Exercise passage:

Dude ranches go to school

Dude ranching’s first decades were seat-of-the-pants operations. Individual ranches did their own thing or heard about something that worked at another place a few mountain ranges away and gave that a try.

In 1926, a group of Montana and Wyoming ranchers got together and founded the Dude Ranchers’ Association, to organize the growing list of ranches and to help them get on a business footing. Thanks to their efforts, dude ranching was so well known by the early 1930s that the University of Wyoming in Laramie began to offer a Bachelor of Science degree in recreational ranching.

The program began in the fall of 1934 and was based out of the College of Agriculture, which makes sense. Anyone who wanted to work on or run a dude ranch had to understand everything about livestock, cultivating crops for their feed and use the proper machinery, and be familiar with the local plants and animals (if for no other reason than to show them off to the dudes). Students had to take other classes to get their degree, too: bookkeeping, food purchasing, institutional-level cooking, and staff management. The Dude Ranchers’ Association loved the idea.

There weren’t a lot of students in this program, but they were enthusiastic. The class of 1936 formed a Dude Ranch Club on campus, and the university offered the degree until 1942. World War II pulled young men out of classes and off of dude ranches and into the military, and many young women went into factory jobs.

But dude ranches were still enough of a novelty to be the butt of jokes now and then. And the story about a degree in recreational ranching sent one reporter for the Helena, Montana Independent-Record off the rails.

Exercise set:
1. In the passage on dude ranching, why did it make sense for the program to be "based out of the College of Agriculture"? Answer in one to three sentences.
2. Carry on the piece about dude ranches from its last sentence.
The entries have nothing to do with any of this.

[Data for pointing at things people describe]

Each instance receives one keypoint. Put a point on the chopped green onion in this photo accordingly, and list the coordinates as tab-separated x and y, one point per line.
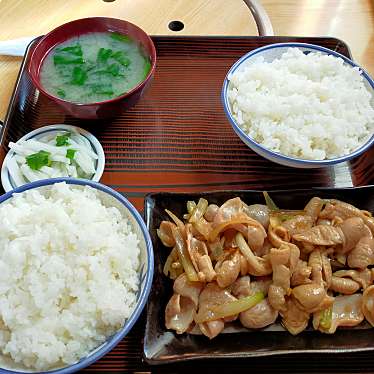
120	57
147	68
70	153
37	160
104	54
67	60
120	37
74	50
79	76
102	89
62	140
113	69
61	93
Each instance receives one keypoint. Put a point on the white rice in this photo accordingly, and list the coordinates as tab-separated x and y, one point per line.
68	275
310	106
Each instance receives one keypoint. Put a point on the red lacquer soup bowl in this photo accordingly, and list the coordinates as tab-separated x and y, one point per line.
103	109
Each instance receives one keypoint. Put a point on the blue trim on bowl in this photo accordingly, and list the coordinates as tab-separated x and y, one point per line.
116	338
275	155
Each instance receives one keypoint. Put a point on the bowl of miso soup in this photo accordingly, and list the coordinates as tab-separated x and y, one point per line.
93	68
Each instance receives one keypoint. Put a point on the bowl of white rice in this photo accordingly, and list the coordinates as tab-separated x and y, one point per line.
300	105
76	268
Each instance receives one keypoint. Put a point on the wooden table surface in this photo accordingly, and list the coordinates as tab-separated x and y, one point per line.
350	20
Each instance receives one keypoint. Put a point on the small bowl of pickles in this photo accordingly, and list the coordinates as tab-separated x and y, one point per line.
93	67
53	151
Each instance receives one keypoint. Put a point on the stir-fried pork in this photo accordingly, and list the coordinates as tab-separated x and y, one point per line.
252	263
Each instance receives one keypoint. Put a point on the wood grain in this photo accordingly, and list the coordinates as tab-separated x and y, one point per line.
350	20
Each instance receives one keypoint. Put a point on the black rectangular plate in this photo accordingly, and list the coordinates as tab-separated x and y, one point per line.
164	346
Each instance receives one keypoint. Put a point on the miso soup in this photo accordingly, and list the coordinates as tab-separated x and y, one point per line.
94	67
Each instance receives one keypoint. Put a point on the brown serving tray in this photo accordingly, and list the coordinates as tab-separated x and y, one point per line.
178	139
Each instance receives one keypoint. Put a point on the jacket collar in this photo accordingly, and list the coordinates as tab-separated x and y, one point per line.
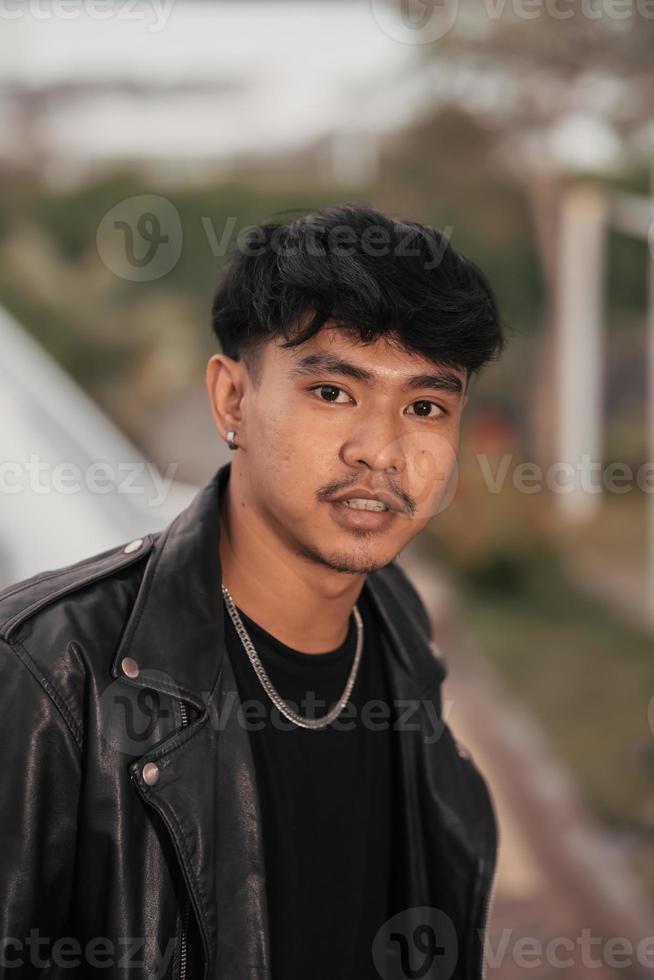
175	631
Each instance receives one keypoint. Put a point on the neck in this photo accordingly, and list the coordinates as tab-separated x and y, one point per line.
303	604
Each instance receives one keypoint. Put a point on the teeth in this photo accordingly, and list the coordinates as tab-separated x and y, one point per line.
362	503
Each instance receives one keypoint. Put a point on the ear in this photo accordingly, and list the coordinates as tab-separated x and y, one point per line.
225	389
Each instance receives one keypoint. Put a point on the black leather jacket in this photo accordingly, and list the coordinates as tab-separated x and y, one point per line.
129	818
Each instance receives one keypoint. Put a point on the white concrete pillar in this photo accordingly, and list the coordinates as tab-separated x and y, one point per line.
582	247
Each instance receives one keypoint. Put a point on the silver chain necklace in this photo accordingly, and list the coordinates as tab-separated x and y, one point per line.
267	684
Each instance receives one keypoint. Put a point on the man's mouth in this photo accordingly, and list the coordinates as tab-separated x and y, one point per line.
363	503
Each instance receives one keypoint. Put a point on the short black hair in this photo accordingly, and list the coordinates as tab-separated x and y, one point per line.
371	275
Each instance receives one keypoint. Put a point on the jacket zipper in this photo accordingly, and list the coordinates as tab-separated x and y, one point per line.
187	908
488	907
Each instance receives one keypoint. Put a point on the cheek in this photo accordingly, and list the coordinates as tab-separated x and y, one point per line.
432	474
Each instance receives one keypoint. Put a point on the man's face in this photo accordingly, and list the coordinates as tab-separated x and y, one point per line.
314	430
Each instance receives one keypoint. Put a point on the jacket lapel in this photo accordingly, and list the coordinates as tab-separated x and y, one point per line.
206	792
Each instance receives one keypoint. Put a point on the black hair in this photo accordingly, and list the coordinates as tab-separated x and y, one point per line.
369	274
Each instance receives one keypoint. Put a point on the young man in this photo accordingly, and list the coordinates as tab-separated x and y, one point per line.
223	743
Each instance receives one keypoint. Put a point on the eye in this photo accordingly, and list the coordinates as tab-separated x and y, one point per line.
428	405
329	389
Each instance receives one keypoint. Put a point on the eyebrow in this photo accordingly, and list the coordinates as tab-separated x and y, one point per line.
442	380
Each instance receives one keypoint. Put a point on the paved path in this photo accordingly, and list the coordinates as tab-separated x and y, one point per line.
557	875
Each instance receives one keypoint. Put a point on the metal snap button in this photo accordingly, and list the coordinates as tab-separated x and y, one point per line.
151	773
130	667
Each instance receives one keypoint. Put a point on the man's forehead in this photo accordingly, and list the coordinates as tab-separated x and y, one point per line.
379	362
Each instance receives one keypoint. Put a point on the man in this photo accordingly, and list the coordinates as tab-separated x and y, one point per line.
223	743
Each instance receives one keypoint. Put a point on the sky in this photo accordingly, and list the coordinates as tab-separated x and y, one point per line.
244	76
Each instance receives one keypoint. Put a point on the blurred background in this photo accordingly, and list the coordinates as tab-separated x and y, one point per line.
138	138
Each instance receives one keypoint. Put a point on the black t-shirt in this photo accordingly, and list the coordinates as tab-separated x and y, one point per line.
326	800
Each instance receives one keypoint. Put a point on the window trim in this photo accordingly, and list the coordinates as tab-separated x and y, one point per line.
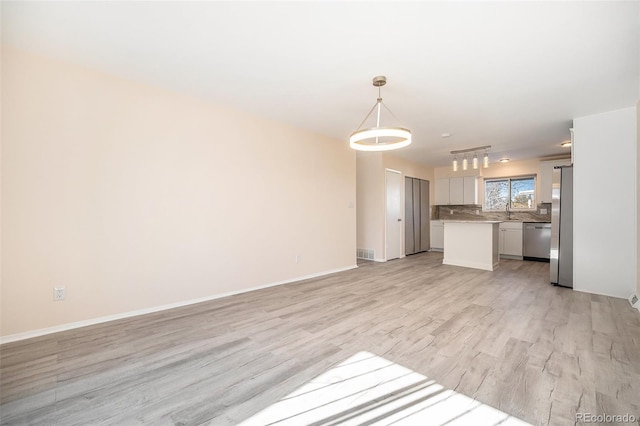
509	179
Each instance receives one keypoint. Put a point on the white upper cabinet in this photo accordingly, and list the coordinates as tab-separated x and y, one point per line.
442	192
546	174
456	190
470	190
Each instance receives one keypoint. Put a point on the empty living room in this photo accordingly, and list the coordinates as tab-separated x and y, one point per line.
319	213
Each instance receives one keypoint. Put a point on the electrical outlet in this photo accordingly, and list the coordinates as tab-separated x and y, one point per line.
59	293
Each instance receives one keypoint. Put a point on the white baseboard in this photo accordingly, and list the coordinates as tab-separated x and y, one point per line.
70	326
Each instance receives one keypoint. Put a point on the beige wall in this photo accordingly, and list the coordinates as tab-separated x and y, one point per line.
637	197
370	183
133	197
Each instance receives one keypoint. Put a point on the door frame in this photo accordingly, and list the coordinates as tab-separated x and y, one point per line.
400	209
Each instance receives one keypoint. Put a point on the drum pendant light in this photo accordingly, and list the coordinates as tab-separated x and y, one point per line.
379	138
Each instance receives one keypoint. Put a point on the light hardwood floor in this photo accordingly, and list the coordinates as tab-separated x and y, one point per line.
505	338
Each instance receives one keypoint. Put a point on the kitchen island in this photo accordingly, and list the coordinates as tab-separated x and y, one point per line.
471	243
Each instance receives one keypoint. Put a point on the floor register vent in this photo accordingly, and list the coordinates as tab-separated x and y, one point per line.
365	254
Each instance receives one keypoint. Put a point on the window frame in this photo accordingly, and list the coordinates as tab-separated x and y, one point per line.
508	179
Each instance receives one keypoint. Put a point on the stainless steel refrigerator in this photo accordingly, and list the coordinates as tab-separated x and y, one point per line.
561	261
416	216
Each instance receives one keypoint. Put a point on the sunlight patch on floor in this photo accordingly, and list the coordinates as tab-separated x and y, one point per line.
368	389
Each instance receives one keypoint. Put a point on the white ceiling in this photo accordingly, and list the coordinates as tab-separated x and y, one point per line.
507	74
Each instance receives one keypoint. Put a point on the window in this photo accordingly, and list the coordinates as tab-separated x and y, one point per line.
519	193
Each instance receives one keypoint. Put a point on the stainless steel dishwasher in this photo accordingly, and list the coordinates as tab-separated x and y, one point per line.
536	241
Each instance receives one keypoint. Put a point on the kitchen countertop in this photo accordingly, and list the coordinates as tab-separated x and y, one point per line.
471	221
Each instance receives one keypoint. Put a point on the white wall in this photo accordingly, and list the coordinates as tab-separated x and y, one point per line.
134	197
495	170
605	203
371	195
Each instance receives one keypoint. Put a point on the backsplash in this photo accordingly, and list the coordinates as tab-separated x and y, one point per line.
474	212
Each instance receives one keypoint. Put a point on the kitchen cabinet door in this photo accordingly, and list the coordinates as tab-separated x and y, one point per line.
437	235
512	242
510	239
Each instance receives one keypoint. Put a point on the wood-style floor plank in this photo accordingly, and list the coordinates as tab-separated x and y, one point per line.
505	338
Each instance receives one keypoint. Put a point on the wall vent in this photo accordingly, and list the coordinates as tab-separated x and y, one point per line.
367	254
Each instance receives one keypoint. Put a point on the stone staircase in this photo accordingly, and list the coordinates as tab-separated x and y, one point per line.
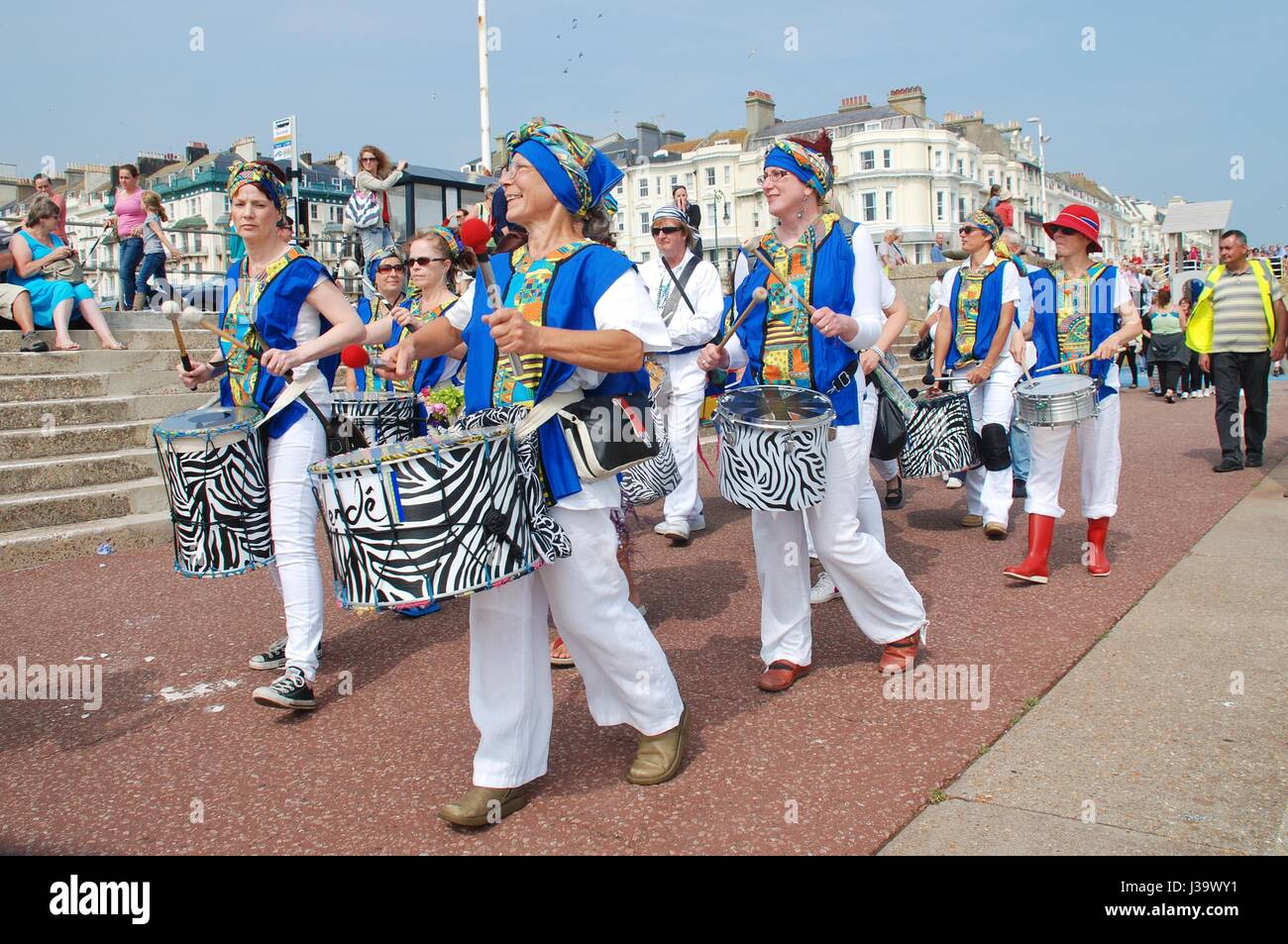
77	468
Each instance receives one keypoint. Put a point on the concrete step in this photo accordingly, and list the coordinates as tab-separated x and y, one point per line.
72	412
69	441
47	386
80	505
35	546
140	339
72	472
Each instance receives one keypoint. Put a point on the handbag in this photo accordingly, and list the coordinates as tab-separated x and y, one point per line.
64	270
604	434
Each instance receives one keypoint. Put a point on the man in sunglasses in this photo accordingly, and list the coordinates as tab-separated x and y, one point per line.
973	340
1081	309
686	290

Written responses:
1. Anyone who wanted to work on or run a dude ranch had to understand everything about livestock, growing feed crops, and using the right machinery. They also had to know the local plants and animals, if only to show them off to the dudes.

2.
In the November 9, 1935 issue, the unnamed writer took the idea to hilarious extremes. He said that Montanans should not let Wyoming get the jump on them.

“We have more and greater dude ranches than Wyoming. Our State College at Bozeman would be the place to organize courses, not only in dude ranching, but in the domestic science of hot-dog serving; the care and feeding of tourists; camp fire building; and packing and unpacking the pack. And let us not stop at bachelor degrees, either. Let us have doctors of tourist handling and masters of the outdoor arts. Let us educate visitors not to accept a hamburger unless the cook can show a diploma.”

Dude ranches got the last laugh on this subject, though. For nearly forty years, the Dude Ranch Foundation has been offering scholarships to students in a variety of degree programs, to help them forge careers in equine and livestock management, hospitality, and others which support dude ranching.

I’ll bet all of them know how to cook a hamburger.